▶ Problem requirements
Return only this: the line with "Objective — one point per instance of the red" and all the lines that follow it below, through the final one, exactly as they are.

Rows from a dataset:
......
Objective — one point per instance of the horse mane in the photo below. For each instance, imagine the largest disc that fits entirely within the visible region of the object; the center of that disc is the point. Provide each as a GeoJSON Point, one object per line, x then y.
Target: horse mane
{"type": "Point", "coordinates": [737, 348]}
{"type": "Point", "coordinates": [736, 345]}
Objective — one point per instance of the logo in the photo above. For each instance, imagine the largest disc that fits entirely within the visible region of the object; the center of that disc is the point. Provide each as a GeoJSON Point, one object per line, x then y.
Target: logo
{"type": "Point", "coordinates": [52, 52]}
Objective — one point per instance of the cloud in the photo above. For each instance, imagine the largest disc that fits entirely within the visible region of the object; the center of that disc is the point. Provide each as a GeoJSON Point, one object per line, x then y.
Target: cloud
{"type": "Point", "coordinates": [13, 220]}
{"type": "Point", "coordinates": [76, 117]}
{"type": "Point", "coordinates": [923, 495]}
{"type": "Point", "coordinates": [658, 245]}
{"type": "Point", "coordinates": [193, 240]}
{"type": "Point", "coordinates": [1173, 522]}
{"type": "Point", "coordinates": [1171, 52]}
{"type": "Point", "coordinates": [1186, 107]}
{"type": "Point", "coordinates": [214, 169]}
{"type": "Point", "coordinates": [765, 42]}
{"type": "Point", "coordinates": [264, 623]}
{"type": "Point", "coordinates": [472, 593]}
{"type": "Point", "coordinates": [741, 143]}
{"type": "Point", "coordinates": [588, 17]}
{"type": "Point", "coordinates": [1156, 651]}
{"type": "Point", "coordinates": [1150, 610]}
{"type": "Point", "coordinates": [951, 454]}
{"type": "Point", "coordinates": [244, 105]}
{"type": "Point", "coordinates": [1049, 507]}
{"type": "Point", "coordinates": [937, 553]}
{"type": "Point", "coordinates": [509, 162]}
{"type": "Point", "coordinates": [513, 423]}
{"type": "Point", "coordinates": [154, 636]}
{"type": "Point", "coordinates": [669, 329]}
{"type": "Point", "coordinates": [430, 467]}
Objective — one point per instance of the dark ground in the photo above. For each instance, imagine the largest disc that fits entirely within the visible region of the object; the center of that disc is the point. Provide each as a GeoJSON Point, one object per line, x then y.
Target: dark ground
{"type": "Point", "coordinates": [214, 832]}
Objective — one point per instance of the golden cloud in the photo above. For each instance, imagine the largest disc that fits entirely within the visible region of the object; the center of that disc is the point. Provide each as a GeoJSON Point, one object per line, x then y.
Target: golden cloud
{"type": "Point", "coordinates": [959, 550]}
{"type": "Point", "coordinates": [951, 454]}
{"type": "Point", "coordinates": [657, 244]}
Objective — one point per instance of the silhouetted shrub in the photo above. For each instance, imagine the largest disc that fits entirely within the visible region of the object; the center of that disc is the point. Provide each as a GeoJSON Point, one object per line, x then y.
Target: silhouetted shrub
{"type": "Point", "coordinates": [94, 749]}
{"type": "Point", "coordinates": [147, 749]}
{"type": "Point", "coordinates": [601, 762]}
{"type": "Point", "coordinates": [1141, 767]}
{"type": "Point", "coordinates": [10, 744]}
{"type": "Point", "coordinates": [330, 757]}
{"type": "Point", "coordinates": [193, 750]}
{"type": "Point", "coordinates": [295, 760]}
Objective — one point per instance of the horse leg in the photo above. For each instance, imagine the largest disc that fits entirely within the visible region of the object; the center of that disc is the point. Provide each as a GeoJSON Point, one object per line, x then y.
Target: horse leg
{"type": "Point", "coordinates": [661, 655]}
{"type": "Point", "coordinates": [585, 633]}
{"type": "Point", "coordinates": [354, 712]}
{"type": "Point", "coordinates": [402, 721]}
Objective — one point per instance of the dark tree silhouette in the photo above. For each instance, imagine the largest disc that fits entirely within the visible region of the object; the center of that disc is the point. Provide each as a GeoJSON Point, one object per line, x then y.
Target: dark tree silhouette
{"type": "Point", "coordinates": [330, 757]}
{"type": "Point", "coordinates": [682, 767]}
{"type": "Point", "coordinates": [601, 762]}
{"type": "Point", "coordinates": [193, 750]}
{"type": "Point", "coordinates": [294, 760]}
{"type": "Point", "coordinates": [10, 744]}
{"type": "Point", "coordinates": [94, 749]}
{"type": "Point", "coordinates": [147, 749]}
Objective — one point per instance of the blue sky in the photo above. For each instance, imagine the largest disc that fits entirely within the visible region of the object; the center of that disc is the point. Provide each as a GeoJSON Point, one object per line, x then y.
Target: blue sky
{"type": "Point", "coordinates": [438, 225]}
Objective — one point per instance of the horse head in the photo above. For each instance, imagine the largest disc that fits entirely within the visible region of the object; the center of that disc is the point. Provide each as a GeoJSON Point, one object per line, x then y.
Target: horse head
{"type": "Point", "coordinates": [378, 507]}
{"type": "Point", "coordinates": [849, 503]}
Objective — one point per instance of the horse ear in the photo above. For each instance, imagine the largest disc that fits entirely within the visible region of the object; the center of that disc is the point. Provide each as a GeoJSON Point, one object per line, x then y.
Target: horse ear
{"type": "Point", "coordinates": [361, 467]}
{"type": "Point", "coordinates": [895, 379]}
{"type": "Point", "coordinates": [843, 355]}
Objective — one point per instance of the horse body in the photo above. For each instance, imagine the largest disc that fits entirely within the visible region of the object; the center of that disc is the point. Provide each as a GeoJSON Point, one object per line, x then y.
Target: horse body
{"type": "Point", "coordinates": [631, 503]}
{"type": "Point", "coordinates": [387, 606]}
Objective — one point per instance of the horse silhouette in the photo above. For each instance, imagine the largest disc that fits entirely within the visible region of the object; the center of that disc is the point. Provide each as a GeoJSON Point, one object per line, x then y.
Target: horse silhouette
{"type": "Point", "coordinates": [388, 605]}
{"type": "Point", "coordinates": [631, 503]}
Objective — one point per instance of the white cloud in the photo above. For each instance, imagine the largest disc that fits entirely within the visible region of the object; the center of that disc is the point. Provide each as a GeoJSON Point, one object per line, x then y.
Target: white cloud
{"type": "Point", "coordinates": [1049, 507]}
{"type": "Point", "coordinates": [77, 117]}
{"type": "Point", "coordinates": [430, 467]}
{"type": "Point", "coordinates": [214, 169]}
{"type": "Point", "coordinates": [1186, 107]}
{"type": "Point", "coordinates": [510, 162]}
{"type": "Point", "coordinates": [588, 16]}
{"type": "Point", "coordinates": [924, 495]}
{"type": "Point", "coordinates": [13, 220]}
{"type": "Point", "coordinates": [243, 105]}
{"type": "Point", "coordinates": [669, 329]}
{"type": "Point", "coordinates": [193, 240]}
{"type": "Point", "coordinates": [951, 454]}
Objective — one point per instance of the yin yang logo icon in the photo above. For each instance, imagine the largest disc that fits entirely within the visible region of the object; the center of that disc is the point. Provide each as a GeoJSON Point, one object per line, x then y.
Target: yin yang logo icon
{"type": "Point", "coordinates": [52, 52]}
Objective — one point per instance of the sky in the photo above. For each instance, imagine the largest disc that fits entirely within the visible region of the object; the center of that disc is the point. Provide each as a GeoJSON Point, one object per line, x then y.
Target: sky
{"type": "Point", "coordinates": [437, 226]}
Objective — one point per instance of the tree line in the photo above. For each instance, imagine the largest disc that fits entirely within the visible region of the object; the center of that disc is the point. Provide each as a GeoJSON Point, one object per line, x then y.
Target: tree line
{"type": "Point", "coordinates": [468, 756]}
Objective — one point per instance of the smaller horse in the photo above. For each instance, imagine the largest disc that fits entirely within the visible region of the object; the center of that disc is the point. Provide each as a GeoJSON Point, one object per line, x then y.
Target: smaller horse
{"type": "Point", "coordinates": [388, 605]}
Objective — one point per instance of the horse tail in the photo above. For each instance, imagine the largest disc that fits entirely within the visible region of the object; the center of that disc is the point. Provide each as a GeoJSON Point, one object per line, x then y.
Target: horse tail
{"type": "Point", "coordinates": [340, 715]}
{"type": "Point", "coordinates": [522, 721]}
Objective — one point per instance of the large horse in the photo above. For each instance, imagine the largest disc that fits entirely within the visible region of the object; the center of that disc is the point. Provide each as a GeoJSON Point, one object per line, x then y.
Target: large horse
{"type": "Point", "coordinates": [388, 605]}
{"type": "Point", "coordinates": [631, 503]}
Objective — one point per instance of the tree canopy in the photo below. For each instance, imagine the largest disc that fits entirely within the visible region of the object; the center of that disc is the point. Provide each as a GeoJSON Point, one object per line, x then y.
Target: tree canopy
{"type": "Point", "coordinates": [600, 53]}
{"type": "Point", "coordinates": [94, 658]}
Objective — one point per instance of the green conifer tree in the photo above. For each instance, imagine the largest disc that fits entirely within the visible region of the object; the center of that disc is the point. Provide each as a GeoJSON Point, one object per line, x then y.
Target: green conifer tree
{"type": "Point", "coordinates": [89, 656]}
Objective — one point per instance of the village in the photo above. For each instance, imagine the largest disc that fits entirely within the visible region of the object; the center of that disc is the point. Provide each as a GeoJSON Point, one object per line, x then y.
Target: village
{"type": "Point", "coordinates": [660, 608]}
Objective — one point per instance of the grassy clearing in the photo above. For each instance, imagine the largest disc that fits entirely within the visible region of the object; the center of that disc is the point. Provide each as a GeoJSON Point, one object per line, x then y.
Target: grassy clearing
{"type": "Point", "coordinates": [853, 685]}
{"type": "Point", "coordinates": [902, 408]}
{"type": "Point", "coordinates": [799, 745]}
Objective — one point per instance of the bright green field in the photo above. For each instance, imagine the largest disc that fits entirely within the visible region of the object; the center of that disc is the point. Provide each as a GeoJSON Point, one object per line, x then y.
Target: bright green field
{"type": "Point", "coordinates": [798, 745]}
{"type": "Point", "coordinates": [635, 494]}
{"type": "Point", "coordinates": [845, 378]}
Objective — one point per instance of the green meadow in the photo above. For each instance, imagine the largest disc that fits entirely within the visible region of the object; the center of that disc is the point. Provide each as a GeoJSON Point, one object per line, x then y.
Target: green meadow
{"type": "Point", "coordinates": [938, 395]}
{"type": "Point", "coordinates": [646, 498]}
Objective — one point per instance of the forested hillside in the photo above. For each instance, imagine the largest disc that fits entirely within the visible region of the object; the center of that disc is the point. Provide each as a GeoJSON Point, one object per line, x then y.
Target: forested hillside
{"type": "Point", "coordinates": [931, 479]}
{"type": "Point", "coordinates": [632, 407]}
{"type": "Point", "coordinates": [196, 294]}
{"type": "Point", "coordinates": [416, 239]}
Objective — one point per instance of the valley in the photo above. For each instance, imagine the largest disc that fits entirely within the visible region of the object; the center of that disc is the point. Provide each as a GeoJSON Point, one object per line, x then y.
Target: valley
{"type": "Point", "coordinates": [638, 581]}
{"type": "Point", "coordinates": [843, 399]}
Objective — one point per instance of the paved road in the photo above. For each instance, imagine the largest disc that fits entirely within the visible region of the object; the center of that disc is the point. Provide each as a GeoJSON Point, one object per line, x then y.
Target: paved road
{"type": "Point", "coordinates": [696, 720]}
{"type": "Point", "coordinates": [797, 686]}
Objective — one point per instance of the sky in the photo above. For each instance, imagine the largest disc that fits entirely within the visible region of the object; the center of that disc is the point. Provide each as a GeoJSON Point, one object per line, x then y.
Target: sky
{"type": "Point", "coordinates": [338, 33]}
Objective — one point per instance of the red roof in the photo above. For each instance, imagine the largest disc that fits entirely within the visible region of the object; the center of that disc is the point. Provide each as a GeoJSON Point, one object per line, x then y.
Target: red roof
......
▶ Output
Objective — one point per instance of the red roof in the photo above. For each instance, imagine the largest disc that fits entirely within the visible region of the object; the center of that disc is the point. Provide each as a GeoJSON Point, one object per line, x then y.
Target: red roof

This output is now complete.